Exercise objective
The answer must be every line of the records below that contains the word "when".

Data in this exercise
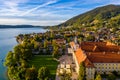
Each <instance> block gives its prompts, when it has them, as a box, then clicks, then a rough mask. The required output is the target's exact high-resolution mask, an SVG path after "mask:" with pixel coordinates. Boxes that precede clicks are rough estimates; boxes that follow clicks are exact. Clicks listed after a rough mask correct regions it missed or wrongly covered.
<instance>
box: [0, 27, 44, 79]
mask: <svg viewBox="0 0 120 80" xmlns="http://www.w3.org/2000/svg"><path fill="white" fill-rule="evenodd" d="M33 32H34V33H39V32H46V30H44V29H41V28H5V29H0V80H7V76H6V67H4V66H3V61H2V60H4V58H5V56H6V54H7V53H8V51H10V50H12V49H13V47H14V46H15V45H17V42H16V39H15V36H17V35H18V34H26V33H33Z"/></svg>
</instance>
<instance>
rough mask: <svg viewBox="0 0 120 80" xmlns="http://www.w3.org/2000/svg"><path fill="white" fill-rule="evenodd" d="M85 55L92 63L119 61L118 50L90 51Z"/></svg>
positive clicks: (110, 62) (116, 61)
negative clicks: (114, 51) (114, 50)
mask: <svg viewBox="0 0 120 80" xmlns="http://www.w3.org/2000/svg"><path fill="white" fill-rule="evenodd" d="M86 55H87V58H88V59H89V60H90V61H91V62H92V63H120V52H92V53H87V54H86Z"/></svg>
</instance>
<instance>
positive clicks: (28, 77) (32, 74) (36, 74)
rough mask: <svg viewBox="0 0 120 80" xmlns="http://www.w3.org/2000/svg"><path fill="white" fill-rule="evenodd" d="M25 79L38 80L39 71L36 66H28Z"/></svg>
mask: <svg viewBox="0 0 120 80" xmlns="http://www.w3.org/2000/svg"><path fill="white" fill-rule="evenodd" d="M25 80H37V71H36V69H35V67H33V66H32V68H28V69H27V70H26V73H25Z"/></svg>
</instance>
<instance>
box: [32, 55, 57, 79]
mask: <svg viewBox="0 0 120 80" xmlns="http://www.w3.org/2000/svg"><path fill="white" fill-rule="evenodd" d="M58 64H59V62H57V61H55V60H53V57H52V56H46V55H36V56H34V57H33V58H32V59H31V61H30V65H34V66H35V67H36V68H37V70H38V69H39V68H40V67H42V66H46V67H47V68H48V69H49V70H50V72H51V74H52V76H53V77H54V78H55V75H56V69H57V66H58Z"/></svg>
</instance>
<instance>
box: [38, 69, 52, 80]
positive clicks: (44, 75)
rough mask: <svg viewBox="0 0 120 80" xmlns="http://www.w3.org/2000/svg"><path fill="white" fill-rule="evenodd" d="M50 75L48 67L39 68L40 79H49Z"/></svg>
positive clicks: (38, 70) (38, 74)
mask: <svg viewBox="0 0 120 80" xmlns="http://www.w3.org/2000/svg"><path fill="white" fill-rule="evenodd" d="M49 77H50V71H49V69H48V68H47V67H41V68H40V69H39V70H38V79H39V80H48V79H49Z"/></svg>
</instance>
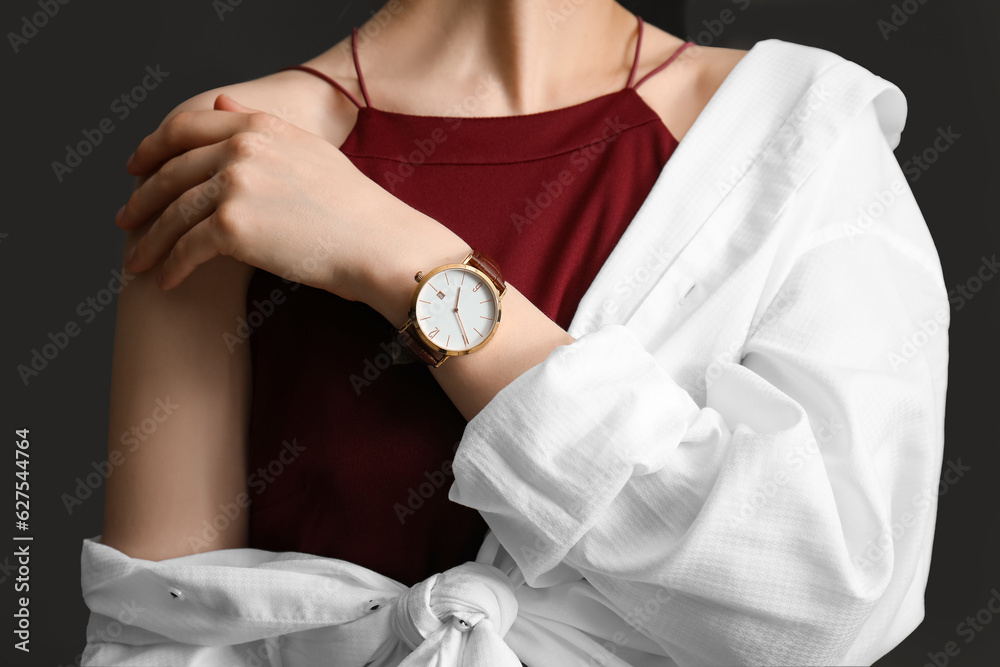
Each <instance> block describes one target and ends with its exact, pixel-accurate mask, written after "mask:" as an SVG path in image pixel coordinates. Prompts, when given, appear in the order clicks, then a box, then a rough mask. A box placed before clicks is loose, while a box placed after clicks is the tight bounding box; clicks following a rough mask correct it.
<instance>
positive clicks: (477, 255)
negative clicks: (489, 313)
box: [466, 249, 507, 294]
==
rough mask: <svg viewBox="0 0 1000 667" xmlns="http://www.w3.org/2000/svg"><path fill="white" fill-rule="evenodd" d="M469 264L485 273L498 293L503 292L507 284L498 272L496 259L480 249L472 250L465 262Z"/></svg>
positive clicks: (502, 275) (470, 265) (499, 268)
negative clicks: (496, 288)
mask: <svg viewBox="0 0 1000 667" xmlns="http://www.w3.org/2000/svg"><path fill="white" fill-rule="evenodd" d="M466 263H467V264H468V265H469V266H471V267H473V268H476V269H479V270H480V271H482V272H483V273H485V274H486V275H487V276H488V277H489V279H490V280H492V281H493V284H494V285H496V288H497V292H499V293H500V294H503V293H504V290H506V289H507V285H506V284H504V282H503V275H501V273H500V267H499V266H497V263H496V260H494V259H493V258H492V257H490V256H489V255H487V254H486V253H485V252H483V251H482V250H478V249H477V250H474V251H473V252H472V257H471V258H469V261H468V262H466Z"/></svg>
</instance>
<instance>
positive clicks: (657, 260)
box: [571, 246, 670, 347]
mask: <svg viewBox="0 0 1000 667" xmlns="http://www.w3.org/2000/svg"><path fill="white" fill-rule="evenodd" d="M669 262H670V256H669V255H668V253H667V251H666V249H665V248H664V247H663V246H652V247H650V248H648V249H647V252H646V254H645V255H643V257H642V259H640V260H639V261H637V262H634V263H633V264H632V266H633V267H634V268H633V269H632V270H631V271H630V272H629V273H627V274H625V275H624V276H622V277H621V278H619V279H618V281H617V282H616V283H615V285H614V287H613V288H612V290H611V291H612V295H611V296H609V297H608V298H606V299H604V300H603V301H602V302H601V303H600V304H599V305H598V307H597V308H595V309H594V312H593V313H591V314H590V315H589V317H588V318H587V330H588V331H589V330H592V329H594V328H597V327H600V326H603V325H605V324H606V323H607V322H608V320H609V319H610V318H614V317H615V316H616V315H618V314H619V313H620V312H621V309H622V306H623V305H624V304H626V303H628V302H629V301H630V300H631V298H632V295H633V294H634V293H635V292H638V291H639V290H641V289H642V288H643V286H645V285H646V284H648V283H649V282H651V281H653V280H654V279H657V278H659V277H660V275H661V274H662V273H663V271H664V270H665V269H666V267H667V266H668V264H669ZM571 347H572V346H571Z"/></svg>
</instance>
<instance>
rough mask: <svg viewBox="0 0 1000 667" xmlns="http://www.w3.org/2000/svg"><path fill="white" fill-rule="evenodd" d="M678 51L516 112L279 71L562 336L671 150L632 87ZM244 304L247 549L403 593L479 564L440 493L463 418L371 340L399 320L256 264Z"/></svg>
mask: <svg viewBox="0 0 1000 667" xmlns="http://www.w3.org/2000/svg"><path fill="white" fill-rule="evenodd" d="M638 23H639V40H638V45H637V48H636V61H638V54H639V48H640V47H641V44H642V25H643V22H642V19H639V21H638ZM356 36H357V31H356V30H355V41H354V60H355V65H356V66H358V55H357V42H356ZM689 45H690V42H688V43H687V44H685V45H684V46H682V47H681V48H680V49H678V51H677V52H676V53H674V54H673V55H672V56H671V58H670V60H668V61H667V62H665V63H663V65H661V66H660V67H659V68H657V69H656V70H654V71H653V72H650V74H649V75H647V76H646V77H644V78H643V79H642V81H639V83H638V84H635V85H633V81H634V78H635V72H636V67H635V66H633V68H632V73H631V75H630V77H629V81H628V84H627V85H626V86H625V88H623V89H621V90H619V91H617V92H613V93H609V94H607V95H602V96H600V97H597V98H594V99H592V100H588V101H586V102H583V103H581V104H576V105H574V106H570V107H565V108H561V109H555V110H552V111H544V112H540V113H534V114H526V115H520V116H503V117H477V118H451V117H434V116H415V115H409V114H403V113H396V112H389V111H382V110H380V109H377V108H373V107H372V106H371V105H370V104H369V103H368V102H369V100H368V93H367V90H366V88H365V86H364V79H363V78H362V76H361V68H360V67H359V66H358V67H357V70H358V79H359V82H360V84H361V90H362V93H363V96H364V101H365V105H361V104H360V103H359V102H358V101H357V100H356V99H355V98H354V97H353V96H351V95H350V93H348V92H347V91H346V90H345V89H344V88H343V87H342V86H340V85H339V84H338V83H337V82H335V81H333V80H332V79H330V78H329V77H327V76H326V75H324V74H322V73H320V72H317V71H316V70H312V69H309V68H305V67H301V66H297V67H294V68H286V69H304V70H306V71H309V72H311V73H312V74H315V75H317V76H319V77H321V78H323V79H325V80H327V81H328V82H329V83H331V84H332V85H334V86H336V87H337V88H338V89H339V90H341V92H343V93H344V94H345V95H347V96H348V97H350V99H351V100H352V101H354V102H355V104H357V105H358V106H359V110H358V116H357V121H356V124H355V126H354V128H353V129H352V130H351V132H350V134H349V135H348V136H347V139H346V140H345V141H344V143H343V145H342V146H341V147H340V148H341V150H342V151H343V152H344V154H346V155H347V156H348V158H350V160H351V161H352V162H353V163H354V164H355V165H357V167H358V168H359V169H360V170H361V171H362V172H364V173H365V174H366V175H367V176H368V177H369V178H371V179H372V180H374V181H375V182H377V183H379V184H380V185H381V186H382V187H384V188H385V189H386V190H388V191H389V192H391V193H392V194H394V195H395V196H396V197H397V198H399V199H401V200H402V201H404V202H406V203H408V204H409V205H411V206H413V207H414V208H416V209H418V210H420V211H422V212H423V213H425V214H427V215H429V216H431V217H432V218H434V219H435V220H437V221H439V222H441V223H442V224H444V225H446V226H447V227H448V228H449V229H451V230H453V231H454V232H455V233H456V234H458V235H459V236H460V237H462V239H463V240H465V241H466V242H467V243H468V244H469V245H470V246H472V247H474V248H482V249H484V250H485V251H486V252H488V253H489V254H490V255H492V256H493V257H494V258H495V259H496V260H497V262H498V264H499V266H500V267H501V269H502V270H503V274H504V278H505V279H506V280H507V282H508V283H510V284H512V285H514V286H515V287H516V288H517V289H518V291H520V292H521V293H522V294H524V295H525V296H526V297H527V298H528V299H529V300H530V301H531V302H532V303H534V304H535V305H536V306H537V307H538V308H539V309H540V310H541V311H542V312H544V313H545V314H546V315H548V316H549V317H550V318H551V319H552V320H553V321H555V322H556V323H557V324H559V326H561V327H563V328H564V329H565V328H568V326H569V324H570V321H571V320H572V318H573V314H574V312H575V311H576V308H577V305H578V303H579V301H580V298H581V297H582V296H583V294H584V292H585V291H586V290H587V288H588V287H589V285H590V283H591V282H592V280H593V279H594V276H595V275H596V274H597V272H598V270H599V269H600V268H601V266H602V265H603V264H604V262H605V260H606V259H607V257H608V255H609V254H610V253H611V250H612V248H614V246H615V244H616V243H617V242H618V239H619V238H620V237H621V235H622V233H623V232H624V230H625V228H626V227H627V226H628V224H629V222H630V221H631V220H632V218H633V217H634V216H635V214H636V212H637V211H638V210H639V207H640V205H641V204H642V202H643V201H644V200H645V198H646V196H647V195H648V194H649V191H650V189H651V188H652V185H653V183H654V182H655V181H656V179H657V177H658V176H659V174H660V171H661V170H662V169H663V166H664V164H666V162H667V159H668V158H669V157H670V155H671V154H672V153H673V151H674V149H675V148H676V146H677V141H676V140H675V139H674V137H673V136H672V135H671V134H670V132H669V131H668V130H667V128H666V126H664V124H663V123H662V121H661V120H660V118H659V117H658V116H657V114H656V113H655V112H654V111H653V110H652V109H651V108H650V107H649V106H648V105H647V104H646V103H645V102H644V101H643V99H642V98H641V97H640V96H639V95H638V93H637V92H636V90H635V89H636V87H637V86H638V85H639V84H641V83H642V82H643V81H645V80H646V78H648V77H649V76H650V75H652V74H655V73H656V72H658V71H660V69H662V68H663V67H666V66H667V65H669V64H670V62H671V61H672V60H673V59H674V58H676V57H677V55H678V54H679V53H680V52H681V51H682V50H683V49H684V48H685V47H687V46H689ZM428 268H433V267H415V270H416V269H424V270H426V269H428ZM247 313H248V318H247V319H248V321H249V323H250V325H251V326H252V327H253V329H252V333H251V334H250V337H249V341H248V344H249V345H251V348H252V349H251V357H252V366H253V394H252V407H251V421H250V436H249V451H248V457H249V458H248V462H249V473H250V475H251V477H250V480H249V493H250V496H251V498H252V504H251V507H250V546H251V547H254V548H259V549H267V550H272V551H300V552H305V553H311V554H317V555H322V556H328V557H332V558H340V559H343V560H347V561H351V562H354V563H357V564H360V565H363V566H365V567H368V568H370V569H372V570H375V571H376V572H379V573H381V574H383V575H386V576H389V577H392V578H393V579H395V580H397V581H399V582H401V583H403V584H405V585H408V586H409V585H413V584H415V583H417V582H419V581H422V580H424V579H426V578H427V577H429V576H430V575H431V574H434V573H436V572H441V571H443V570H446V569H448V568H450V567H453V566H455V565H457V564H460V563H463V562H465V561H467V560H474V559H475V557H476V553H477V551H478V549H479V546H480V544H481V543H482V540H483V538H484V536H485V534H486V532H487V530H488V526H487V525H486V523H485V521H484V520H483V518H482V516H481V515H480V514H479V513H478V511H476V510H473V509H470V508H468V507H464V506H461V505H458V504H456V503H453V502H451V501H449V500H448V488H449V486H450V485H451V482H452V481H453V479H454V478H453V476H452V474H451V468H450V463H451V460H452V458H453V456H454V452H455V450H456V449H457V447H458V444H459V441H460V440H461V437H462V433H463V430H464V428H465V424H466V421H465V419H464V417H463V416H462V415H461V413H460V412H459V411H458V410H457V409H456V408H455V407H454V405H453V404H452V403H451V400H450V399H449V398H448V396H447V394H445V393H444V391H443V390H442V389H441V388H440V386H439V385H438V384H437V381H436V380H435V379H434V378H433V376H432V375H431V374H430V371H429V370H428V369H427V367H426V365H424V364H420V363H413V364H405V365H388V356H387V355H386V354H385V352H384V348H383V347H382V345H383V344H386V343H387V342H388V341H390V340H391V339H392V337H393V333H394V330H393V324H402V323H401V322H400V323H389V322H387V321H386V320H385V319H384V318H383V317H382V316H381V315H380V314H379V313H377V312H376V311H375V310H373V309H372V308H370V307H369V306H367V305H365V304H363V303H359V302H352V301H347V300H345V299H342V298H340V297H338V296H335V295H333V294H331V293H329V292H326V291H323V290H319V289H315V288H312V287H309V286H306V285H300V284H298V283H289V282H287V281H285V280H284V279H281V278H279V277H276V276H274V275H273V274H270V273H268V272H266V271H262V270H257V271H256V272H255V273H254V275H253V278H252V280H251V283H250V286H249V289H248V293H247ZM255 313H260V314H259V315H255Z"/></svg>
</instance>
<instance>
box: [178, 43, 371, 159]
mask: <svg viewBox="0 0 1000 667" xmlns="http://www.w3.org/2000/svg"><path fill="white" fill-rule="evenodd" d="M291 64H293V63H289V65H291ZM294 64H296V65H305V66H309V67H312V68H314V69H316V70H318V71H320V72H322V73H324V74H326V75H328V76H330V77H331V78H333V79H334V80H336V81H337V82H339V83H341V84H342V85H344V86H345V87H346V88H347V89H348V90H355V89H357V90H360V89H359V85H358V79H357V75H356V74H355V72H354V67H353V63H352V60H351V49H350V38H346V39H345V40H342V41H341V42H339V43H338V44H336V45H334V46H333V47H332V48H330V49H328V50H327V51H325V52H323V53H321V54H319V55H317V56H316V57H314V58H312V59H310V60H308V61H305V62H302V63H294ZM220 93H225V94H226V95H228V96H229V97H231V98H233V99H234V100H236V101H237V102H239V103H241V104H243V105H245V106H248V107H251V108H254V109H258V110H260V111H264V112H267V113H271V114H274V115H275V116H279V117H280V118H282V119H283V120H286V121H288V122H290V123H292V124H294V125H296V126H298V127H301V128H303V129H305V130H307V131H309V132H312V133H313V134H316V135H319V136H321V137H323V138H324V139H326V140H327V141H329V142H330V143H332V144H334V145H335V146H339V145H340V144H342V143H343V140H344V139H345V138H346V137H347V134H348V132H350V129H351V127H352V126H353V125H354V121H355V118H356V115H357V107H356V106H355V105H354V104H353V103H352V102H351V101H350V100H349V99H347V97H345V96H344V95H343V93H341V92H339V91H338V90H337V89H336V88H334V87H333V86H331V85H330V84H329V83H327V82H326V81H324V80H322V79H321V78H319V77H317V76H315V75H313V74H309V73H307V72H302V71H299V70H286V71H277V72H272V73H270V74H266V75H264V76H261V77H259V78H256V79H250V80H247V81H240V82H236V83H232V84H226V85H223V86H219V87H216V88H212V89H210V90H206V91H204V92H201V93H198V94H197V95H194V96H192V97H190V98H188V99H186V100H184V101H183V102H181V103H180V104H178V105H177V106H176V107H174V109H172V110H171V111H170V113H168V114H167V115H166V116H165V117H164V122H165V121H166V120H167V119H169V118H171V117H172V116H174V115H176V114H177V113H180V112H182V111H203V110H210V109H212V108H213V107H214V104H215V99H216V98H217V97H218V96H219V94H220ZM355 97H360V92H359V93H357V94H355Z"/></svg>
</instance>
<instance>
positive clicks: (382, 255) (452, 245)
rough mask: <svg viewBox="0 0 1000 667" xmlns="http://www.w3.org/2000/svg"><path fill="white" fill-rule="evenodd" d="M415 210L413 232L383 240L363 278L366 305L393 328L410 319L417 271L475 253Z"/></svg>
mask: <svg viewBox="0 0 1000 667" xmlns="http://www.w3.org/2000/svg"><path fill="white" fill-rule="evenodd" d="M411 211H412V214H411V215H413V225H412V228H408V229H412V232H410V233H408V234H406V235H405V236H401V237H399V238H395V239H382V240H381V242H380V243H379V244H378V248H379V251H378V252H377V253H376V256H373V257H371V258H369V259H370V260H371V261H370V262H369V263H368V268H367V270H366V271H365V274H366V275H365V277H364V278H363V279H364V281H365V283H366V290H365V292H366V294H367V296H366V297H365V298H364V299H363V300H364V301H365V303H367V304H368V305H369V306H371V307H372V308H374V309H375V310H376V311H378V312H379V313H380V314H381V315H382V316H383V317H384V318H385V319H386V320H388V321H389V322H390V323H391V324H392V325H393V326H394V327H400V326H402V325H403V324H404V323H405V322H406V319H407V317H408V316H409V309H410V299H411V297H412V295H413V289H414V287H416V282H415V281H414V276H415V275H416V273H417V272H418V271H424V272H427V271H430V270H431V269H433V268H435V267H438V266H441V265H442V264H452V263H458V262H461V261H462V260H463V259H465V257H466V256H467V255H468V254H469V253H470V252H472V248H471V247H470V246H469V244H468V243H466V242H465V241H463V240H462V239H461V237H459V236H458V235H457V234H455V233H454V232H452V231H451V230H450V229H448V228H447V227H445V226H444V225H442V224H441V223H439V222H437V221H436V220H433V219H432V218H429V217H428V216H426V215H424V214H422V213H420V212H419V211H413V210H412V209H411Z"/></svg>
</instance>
---
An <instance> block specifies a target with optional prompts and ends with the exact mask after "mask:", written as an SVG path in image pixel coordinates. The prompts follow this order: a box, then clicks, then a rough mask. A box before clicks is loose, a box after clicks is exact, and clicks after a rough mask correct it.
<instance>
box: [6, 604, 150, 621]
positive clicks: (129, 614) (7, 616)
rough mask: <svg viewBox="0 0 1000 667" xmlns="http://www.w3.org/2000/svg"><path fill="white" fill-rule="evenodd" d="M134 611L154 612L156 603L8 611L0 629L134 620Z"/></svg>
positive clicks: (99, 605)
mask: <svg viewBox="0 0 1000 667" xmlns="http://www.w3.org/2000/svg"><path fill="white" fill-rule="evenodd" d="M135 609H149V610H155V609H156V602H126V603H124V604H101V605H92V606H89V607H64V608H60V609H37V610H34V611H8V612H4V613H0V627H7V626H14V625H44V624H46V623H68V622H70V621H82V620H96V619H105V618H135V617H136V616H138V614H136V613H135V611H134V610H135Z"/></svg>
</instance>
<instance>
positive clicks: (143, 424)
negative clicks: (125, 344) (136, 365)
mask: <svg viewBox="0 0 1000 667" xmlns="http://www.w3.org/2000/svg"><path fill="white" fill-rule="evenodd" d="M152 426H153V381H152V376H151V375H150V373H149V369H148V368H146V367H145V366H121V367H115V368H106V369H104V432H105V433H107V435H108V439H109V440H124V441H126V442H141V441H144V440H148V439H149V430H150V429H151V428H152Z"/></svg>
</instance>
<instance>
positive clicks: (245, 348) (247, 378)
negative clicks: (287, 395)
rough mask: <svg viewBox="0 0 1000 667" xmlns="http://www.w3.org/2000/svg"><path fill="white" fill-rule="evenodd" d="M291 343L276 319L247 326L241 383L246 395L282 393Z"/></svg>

Solved problem
Each <instance> block gives its prompts, when it has them, as a box, then clicks, then a rough mask. The required output is the target's exact high-resolution mask, an SVG path after "mask:" with pixel coordinates. Boxes that precede clicks are rough estimates; boxes that follow clicks are exact. Clicks listed after a rough mask correct regions it missed or wrongly covered.
Each <instance> block describes one target and ends with its exact, pixel-accurate mask, written after "mask:" as an SVG path in image pixel coordinates. Prompts, when given, appear in the order clicks, then a box, then a rough mask. A box placed before clicks is loose, while a box placed after clicks is the tight bounding box; clicks following a rough mask correct it.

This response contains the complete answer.